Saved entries
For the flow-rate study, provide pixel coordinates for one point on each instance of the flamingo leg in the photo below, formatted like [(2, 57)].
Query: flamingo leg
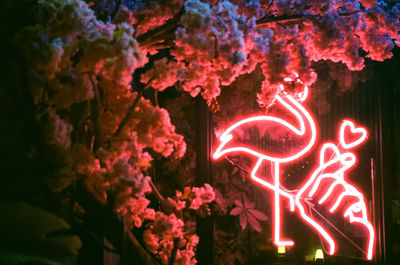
[(277, 209), (277, 193)]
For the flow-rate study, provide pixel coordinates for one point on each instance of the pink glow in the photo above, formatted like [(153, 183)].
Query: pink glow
[(332, 167), (302, 116), (350, 136), (343, 162), (296, 109)]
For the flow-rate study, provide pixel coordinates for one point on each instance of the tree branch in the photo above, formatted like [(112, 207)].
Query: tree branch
[(161, 33), (289, 18), (103, 221)]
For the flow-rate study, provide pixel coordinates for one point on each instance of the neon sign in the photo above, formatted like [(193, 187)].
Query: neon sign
[(327, 183)]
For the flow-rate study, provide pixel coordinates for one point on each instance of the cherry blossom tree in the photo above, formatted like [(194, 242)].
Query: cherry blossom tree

Assignment — Every line from the one containing "Query: neon sign" through the last line of the entries above must be output exactly. Leave the rest out.

Answer section —
Query: neon sign
[(327, 183)]
For the flow-rate study, provide pixel coordinates for one point on each instance of the cherry blossom tree in the photo above, formatted like [(194, 242)].
Query: cherry blossom tree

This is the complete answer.